An identical copy of all records below is to be written out.

● ● ● ● ●

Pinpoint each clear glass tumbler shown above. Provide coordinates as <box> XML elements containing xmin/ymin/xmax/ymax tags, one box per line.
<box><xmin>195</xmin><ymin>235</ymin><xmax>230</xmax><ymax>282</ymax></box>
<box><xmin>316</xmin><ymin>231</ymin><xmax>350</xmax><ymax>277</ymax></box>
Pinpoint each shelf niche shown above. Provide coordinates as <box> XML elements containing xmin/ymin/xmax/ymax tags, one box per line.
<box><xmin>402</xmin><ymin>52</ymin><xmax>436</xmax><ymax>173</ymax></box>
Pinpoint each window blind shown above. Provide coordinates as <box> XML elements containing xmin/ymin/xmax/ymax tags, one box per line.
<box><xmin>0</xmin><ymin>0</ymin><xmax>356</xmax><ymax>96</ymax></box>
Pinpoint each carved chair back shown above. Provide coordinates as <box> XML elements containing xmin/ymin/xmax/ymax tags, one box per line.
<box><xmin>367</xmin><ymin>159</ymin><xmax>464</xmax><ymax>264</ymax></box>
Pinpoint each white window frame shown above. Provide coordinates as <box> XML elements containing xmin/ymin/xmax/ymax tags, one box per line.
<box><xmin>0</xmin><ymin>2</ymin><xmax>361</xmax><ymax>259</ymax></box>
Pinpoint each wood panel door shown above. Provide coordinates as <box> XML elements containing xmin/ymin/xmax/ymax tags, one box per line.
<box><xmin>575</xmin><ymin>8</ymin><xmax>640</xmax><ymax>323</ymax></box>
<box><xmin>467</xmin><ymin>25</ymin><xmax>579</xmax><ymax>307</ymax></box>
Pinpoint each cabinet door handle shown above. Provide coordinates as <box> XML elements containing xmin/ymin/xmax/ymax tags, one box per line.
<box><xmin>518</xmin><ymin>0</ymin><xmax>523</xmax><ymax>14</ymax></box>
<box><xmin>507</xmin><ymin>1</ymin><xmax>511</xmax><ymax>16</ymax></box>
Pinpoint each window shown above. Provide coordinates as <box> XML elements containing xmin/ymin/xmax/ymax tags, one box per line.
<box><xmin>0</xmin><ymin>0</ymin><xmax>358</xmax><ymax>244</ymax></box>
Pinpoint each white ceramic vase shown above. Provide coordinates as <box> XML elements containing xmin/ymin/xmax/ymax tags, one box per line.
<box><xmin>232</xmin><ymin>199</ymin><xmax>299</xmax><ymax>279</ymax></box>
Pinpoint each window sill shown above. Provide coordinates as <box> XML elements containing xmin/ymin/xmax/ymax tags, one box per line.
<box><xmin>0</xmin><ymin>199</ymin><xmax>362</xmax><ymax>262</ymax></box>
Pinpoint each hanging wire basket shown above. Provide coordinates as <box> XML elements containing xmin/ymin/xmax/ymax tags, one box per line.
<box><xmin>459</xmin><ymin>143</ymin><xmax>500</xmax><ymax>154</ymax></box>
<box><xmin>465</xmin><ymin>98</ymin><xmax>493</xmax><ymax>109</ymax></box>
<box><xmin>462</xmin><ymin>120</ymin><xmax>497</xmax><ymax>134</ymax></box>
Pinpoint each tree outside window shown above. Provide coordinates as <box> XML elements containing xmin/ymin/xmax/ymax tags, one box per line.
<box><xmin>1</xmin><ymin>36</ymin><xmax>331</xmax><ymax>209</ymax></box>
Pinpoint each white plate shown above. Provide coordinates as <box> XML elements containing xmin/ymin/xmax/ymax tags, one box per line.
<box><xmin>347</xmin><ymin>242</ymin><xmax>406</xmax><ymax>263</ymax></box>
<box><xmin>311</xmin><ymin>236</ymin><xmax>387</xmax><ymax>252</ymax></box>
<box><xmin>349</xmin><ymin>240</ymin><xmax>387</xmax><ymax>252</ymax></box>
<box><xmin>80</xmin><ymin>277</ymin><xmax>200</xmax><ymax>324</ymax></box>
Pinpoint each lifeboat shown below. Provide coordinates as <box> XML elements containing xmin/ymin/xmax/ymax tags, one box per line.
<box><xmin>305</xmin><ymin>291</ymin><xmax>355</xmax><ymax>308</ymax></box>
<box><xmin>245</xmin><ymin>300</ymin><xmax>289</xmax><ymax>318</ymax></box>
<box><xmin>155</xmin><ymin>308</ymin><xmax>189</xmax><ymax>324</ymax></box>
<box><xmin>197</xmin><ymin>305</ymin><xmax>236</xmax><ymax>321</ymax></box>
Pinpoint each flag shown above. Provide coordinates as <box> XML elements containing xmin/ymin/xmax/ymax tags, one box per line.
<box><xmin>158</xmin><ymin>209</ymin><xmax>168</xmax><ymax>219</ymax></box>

● ● ● ● ●

Solution for this exercise:
Pinpoint each clear glass tumbler shown above. Provide coordinates as <box> XML elements containing xmin/ymin/xmax/ymax tags, one box per line.
<box><xmin>195</xmin><ymin>235</ymin><xmax>230</xmax><ymax>282</ymax></box>
<box><xmin>316</xmin><ymin>231</ymin><xmax>350</xmax><ymax>277</ymax></box>
Pinpoint each shelf niche shown above. Provide coordinates as <box> XML elements containing xmin/ymin/xmax/ymax tags, one box per line.
<box><xmin>402</xmin><ymin>52</ymin><xmax>436</xmax><ymax>173</ymax></box>
Pinpoint each window blind shown above. Provide coordinates as <box> XML elements containing xmin/ymin/xmax/ymax tags, one box per line.
<box><xmin>0</xmin><ymin>0</ymin><xmax>356</xmax><ymax>96</ymax></box>
Pinpoint each carved chair back shown above. Provide coordinates as <box> XML elements containing xmin/ymin/xmax/ymax tags, one box per line.
<box><xmin>367</xmin><ymin>159</ymin><xmax>464</xmax><ymax>264</ymax></box>
Pinpoint each white window frame shown above. Provide coordinates as <box> XML elements containing xmin/ymin/xmax/ymax tags, one box per line.
<box><xmin>0</xmin><ymin>2</ymin><xmax>361</xmax><ymax>259</ymax></box>
Pinpoint each wood panel door shown above. Provide coordinates as <box> XML elements containing xmin/ymin/xmax/ymax tags, one box per line.
<box><xmin>575</xmin><ymin>8</ymin><xmax>640</xmax><ymax>323</ymax></box>
<box><xmin>467</xmin><ymin>25</ymin><xmax>579</xmax><ymax>307</ymax></box>
Pinpoint each cabinet door handle shown above. Provide coordinates as <box> XML elements containing xmin/ymin/xmax/ymax tags, one box per line.
<box><xmin>518</xmin><ymin>0</ymin><xmax>523</xmax><ymax>14</ymax></box>
<box><xmin>507</xmin><ymin>1</ymin><xmax>511</xmax><ymax>16</ymax></box>
Pinpoint each window shown above. Provide coordinates as <box> XML elements containing xmin/ymin/xmax/ymax tags, one box per line.
<box><xmin>0</xmin><ymin>0</ymin><xmax>358</xmax><ymax>244</ymax></box>
Pinpoint each white ceramic vase shown above. Provide coordinates as <box> XML elements containing xmin/ymin/xmax/ymax tags, one box per line.
<box><xmin>232</xmin><ymin>199</ymin><xmax>299</xmax><ymax>279</ymax></box>
Pinpoint each window sill shown above. Provide coordinates as <box> XML elements containing xmin/ymin/xmax/ymax tags, one box per line.
<box><xmin>0</xmin><ymin>199</ymin><xmax>362</xmax><ymax>262</ymax></box>
Pinpoint each hanging wire basket shown above. Provide coordinates as <box> XML elements containing xmin/ymin/xmax/ymax tags, one box per line.
<box><xmin>459</xmin><ymin>143</ymin><xmax>500</xmax><ymax>154</ymax></box>
<box><xmin>465</xmin><ymin>98</ymin><xmax>493</xmax><ymax>109</ymax></box>
<box><xmin>462</xmin><ymin>120</ymin><xmax>497</xmax><ymax>134</ymax></box>
Pinpoint each tree outside window shown above. Provide coordinates as <box> XML elements containing xmin/ymin/xmax/ymax tags, one box per line.
<box><xmin>1</xmin><ymin>36</ymin><xmax>331</xmax><ymax>209</ymax></box>
Pinpoint each white plate shown above. Provide coordinates as <box> XML elements containing xmin/ymin/xmax/ymax tags, one box per line.
<box><xmin>347</xmin><ymin>242</ymin><xmax>406</xmax><ymax>263</ymax></box>
<box><xmin>311</xmin><ymin>236</ymin><xmax>387</xmax><ymax>252</ymax></box>
<box><xmin>349</xmin><ymin>240</ymin><xmax>387</xmax><ymax>252</ymax></box>
<box><xmin>80</xmin><ymin>277</ymin><xmax>200</xmax><ymax>324</ymax></box>
Pinpoint each lifeboat shown below. Provide coordinates as <box> XML elements containing xmin/ymin/xmax/ymax tags, one box per line.
<box><xmin>305</xmin><ymin>291</ymin><xmax>355</xmax><ymax>308</ymax></box>
<box><xmin>245</xmin><ymin>300</ymin><xmax>289</xmax><ymax>318</ymax></box>
<box><xmin>155</xmin><ymin>308</ymin><xmax>189</xmax><ymax>324</ymax></box>
<box><xmin>197</xmin><ymin>305</ymin><xmax>236</xmax><ymax>321</ymax></box>
Pinpoint each flag shown above. Provide coordinates as <box> XML elements containing xmin/ymin/xmax/ymax tags, one box per line.
<box><xmin>158</xmin><ymin>209</ymin><xmax>168</xmax><ymax>219</ymax></box>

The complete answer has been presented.